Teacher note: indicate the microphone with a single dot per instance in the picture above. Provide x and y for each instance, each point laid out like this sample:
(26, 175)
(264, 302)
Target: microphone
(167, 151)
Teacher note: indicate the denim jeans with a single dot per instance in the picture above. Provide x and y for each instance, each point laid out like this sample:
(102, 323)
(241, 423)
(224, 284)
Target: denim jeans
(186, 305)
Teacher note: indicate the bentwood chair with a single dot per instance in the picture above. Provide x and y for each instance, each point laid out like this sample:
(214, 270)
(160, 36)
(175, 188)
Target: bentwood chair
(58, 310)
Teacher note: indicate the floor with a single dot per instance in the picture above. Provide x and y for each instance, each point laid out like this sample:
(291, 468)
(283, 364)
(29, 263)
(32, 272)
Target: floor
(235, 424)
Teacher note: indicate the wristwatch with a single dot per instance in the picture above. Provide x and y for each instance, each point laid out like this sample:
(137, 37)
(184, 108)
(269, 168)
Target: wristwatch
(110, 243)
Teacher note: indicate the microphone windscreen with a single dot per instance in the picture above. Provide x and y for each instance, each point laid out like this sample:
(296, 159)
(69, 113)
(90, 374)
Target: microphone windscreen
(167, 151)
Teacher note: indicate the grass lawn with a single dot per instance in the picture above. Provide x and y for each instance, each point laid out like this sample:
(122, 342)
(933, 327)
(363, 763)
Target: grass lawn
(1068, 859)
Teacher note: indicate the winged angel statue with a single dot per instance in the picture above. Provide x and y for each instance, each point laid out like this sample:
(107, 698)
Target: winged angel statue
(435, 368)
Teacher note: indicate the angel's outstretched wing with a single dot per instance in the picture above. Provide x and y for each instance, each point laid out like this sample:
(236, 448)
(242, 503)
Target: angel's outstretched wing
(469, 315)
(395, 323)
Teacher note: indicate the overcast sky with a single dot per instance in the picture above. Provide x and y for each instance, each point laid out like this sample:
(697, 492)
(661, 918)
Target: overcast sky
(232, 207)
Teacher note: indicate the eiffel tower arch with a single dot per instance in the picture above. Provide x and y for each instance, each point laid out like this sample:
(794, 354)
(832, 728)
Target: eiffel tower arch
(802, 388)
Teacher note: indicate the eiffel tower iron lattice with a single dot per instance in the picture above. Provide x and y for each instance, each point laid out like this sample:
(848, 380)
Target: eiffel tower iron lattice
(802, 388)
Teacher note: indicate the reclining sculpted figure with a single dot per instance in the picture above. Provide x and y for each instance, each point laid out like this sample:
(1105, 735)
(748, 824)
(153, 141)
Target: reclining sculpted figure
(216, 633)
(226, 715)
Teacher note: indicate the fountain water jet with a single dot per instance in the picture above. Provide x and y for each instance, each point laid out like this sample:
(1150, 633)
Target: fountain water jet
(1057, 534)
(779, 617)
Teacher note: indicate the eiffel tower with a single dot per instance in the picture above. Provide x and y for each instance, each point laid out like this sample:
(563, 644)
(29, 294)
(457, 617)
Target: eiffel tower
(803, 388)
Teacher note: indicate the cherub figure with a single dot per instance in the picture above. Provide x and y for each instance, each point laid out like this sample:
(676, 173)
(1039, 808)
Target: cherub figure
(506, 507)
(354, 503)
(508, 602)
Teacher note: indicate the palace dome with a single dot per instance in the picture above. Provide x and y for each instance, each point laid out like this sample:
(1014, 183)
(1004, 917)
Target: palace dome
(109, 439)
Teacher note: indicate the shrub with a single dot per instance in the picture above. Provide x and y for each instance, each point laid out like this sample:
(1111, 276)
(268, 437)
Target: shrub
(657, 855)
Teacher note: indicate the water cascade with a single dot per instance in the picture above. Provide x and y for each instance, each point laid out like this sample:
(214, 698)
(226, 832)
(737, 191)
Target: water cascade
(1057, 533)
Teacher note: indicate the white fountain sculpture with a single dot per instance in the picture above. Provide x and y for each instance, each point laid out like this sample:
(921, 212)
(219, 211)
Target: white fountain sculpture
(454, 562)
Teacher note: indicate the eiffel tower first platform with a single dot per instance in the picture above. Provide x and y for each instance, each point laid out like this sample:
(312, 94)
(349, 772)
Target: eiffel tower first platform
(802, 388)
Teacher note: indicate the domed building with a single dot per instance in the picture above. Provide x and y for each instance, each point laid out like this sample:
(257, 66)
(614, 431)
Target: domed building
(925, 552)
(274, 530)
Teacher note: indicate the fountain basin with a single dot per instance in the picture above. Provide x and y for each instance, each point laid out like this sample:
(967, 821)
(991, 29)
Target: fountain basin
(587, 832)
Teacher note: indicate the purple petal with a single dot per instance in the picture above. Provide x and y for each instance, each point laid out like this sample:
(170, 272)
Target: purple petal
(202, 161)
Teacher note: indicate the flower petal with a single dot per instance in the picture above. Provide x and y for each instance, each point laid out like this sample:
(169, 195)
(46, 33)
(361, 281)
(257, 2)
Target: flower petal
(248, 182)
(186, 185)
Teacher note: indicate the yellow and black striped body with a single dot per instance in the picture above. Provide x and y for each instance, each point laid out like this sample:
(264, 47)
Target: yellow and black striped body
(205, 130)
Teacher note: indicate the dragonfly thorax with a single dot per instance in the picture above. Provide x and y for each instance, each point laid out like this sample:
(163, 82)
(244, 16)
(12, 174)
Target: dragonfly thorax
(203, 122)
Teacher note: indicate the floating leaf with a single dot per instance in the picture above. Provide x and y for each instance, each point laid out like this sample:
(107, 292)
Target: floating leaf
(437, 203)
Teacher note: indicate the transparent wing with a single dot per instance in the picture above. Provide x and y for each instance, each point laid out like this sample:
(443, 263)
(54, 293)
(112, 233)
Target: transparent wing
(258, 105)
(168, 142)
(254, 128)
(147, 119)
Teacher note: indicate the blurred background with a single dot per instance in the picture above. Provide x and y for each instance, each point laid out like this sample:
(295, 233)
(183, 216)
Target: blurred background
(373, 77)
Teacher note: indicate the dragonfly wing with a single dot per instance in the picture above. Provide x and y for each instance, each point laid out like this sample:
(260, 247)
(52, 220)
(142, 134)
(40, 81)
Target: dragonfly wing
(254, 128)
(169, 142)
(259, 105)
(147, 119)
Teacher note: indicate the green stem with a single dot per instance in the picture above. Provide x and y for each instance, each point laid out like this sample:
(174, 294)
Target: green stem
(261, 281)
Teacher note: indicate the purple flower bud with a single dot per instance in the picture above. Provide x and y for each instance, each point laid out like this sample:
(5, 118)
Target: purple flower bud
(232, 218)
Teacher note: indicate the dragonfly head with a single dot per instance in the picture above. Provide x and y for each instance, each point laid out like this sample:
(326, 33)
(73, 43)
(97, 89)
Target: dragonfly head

==*==

▶ **Set task**
Can you write out all of the material above again, swapping "Teacher note" for "Instructor note" everywhere it appears and leaving everything else unchanged?

▶ **Answer to this exercise**
Instructor note: indicate the microphone with a single dot per instance in the picture above. Provide x and y for each instance, each point laid out like this sample:
(26, 175)
(264, 302)
Target: microphone
(167, 151)
Instructor note: indicate the denim jeans with a single dot per instance in the picture above. Provide x and y for each instance, each point laid out like this sample:
(102, 323)
(241, 423)
(224, 284)
Target: denim jeans
(186, 305)
Instructor note: indicate the bentwood chair with a single dot per instance in the picture above. Provide x and y for each instance, each point laid out like this sample:
(214, 270)
(160, 36)
(175, 188)
Target: bentwood chair
(58, 310)
Instructor note: indicate the floor with a single dot per instance in the picture above. Provide x and y for each instance, each point laid out like this sample:
(291, 468)
(283, 364)
(29, 263)
(32, 272)
Target: floor
(235, 424)
Instructor note: indicate the wristwatch with a single dot per instance in the picture above. Provide x and y for each instance, each point laid out like this sample:
(137, 37)
(184, 108)
(269, 168)
Target: wristwatch
(110, 243)
Instructor note: indicate the microphone windscreen with a single dot per instance in the picture above. Provide x and y for each instance, each point laid out like this sample:
(296, 159)
(69, 113)
(90, 374)
Target: microphone windscreen
(167, 151)
Instructor note: indicate the grass lawn with a single dot per instance in the picture above. Provide x and y for each instance, each point laid out like this sample:
(122, 342)
(933, 327)
(363, 763)
Target: grass lawn
(1068, 859)
Instructor note: indicate the winged angel statue with a single dot per instance in the picture above. Provide x and y for each instance, each point laid out like this sample:
(107, 698)
Target: winged angel statue
(435, 368)
Instructor note: indicate the angel's outstretched wing with a single dot per instance in the picture above. Provide x and y for each instance, each point laid out like this sample:
(236, 448)
(242, 503)
Target: angel's outstretched wing
(469, 315)
(395, 323)
Instructor note: indicate the overcast sky with a single dot per instance in the picture above. Provide x and y for each instance, each point laid out like this sample:
(697, 492)
(661, 918)
Target: overcast sky
(232, 207)
Instructor note: indicate the eiffel tower arch with a single dot per instance in the picture above. Provide x and y for each instance, each point laid out like this sample:
(794, 354)
(832, 728)
Target: eiffel tower arch
(802, 388)
Instructor note: indicate the eiffel tower iron lattice with a single dot per instance in the picture above. Provide x and y for each instance, each point laid out like this sample:
(848, 380)
Target: eiffel tower iron lattice
(802, 388)
Instructor note: indicate the reclining sculpted figure with a single dot per instance in the picture above. Provide x and y for each instance, each point laid out like this sample:
(1105, 735)
(748, 824)
(153, 141)
Target: reclining sculpted figure
(216, 633)
(226, 715)
Instructor note: indicate the fountain water jet with a single dot per instance in the picture above. Provide x and y for each instance, each point laid out like this sample:
(1150, 633)
Target: fountain water jet
(1057, 534)
(779, 617)
Instructor note: indicate the eiffel tower with a single dot per instance in the picture above. Provide x and y for each instance, each point laid out like this sample:
(563, 644)
(29, 294)
(457, 617)
Target: eiffel tower
(803, 388)
Instructor note: indicate the cherub figure with a single dot per instance in the picture above. Provide x and y for each instance, each point laid out like this sample:
(676, 173)
(1039, 808)
Target: cherub figure
(506, 507)
(354, 503)
(508, 602)
Instructor note: indicate the palace dome with a single dot per instance in the picture above. Provide x and y for each instance, each point laid out like this sample:
(1014, 183)
(1004, 917)
Target: palace dome
(109, 439)
Instructor note: indicate the shrub with a single dot per instance in the picture above. Provide x and y for each instance, each point laid out like this sample:
(1111, 276)
(268, 437)
Target: shrub
(657, 855)
Instructor note: indicate the water cascade with a single dot per instance in the picture above. Provide x and y for each instance, each point laid out like this sample:
(214, 698)
(226, 832)
(737, 191)
Target: water cascade
(1057, 533)
Instructor note: indicate the white fountain sculpture with a single dot per instance in the picture above. Provide x and y for each instance, each point laid out like this sample:
(921, 212)
(219, 211)
Target: white fountain sculpture
(454, 562)
Instructor note: indicate the eiffel tower first platform with a single dot per instance in the picture above. Provide x and y for each instance, each point laid out like this sample:
(312, 94)
(349, 772)
Target: eiffel tower first platform
(802, 388)
Instructor note: indicate the domed building with a single dot per instance in the picture above. Provide x and y for each instance, each point laid out like this sample:
(257, 66)
(614, 431)
Target: domed building
(925, 552)
(274, 530)
Instructor note: indicate the fountain basin with a single dot per instance in the picture above. Provide x and y for each instance, each point laid out like this sample:
(967, 821)
(991, 29)
Target: fountain basin
(587, 832)
Instructor note: indicate the purple petal with a single dot per instance in the picture above. Provide x and y for each instance, each point laid out like this sample:
(170, 272)
Target: purple petal
(202, 161)
Instructor note: indicate the flower petal with a single dot per instance in the picture above. Provide x and y for each instance, each point laid out like this sample:
(169, 195)
(46, 33)
(361, 281)
(257, 2)
Target: flower petal
(248, 182)
(186, 185)
Instructor note: indicate the yellow and black striped body with a single dot per instance in the picture above. Provide x and y for each instance, each point laid out like this sample:
(264, 47)
Target: yellow and black striped body
(205, 130)
Instructor note: indicate the dragonfly thorax with a single dot per instance in the picture above. Provide x and y for each instance, each point laid out like this sample:
(163, 82)
(244, 16)
(12, 174)
Target: dragonfly thorax
(203, 122)
Instructor note: indicate the floating leaf with a single dot per instance in the picture above. Provide x and y for each instance, each point laid out like this sample:
(107, 292)
Target: floating leaf
(437, 203)
Instructor note: indicate the transparent wing with a single dot per instance in the picture above. Provide x and y for each instance, each point laid out like this sample:
(443, 263)
(54, 293)
(112, 233)
Target: transparent wing
(258, 105)
(168, 142)
(254, 128)
(147, 119)
Instructor note: indicate the blurred background with a single dot per instance in the picture above. Provide x and y for each instance, each point laid out like this sample:
(295, 233)
(183, 216)
Target: blurred background
(373, 77)
Instructor note: indicate the dragonfly wing with a single dot per instance in the picture above. Provide x and y for each instance, each point laid out like this sample:
(260, 247)
(52, 220)
(142, 134)
(40, 81)
Target: dragonfly wing
(254, 128)
(169, 142)
(259, 105)
(147, 119)
Instructor note: indicate the green stem with a single dot per instance in the picture above. Provide x and y for each instance, each point laid out like this sample:
(174, 294)
Target: green stem
(261, 281)
Instructor note: indicate the purple flower bud with a single dot per instance in the picture above. Provide x and y for each instance, each point laid out like this sample:
(5, 118)
Target: purple flower bud
(232, 218)
Instructor note: indicate the dragonfly head with a single dot per instance in the picture above. Provide x and y for each instance, each point laid out like this sample:
(326, 33)
(73, 43)
(97, 89)
Target: dragonfly head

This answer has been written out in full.